**Brano**.
------------
Valerio Castronovo, Il Sole 24 Ore 12/2/2014, 12 febbraio 2014
IL FLOP DELLA LEGISLAZIONE CONCORRENTE
Una deriva senza fine. Dall’attuazione del Titolo V le spese delle Regioni e le loro entrate fiscali hanno continuato a moltiplicarsi aggravando così sia l’uno che l’altro fardello. Non solo. Si è ingolfato, al punto talora da incepparsi, per via delle nuove prerogative degli enti territoriali, esercitate in più d’un caso come altrettanti poteri singoli di veto, l’iter procedurale anche per alcune infrastrutture strategiche a rete di rilevanza nazionale. Col risultato che si sono aggiunti altri costi indiretti (come quelli delle "compensazioni") e soprattutto pesanti impacci a scapito della competitività generale del sistema-Paese. In pratica, la "legislazione concorrente", che avrebbe dovuto riequilibrare e snellire i rapporti fra centro e periferia, tramite una chiara separazione di competenze e funzioni, ha finito invece per produrre una congerie di sovrapposizioni e incongruenze, di doppioni e conflitti istituzionali. E ciò per oltre una ventina di aree d’intervento, comprese quelle riguardanti i rapporti internazionali e il commercio estero.
Eppure, quando nel marzo 2001, nell’imminenza delle elezioni politiche, venne varato dal Parlamento il nuovo ordinamento federale (sia pur con l’esigua maggioranza del centro-sinistra) e poi approvato in ottobre da un referendum popolare (anche se con una scarsa affluenza di votanti), si pensava che un maggiore coinvolgimento degli enti territoriali nella governance della finanza pubblica avrebbe garantito sia una gestione più responsabilizzata ed efficiente delle risorse sia uno standard, su scala nazionale, più omogeneo in fatto di prestazioni e a un costo minore.
------------
**Righe di dati**.
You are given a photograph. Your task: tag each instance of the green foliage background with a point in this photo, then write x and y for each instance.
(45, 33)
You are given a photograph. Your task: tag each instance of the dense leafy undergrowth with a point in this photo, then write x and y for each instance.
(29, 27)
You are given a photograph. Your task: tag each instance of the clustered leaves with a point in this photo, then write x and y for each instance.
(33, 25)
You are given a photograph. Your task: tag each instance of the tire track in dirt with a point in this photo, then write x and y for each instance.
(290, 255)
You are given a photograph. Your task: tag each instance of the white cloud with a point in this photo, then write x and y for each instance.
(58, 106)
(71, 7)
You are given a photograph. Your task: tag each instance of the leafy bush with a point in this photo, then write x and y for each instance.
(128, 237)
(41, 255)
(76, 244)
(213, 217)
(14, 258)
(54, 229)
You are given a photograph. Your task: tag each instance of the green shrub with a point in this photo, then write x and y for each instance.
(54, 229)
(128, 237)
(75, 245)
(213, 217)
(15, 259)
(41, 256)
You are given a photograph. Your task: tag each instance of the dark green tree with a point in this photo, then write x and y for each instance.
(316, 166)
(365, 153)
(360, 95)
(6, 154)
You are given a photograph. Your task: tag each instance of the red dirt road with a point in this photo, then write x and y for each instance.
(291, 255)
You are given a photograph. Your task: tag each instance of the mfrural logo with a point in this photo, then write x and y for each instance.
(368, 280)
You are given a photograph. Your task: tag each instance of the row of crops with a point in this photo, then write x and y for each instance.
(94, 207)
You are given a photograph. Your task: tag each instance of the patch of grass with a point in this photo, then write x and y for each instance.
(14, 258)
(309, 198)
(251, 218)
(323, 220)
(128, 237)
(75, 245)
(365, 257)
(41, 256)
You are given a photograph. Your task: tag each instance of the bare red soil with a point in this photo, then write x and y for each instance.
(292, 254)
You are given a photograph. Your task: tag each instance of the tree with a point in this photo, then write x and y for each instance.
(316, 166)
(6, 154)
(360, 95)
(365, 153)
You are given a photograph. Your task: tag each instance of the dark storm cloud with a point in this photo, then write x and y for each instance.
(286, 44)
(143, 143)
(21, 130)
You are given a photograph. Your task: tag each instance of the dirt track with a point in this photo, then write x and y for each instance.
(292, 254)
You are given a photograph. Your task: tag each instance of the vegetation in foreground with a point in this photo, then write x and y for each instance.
------------
**Compiti dell'esercizio**.
A. Nel brano sulla legislazione concorrente, per quante aree d'intervento si sono prodotti sovrapposizioni e conflitti istituzionali?
B. Riassumi in due frasi il brano sulla legislazione concorrente.
C. Scrivi il seguito del brano sulla legislazione concorrente, partendo dopo la sua ultima frase.

**Soluzioni**.
A. Per oltre una ventina di aree d'intervento.

B. Dall'attuazione del Titolo V le spese e le entrate fiscali delle Regioni si sono moltiplicate, i nuovi poteri degli enti territoriali hanno ingolfato l'iter di infrastrutture strategiche nazionali e la legislazione concorrente ha prodotto sovrapposizioni, doppioni e conflitti invece di snellire i rapporti fra centro e periferia. Eppure, quando il nuovo ordinamento federale fu varato nel marzo 2001 e approvato in ottobre con un referendum, si pensava che un maggiore coinvolgimento degli enti territoriali avrebbe garantito una gestione più efficiente delle risorse e prestazioni più omogenee a un costo minore.

C.
Oltre a questi vantaggi concreti, si riteneva che una struttura statuale imperniata su forme più ampie di decentramento, quale prevista dal Titolo V della Costituzione, avrebbe avvicinato di più i cittadini alle istituzioni e promosso la sussidiarietà e la paritarietà fra i diversi livelli territoriali di governo.
Senonché è avvenuto tutto il contrario. Da un lato, è cresciuta con effetti opprimenti la foresta di normative e formalità burocratiche che hanno ingarbugliato i meccanismi e dilatato i costi della gestione politica e amministrativa. Dall’altro, abbiamo assistito, invece che a un miglioramento dei rapporti della collettività con le istituzioni, a un peggioramento della situazione a causa di un’ondata di sfiducia e insofferenza alimentata dai reiterati episodi di incuria e di cattiva gestione, di clientelismo e di corruzione, che hanno contrassegnato in varia misura l’operato di numerose amministrazioni regionali di diversa colorazione.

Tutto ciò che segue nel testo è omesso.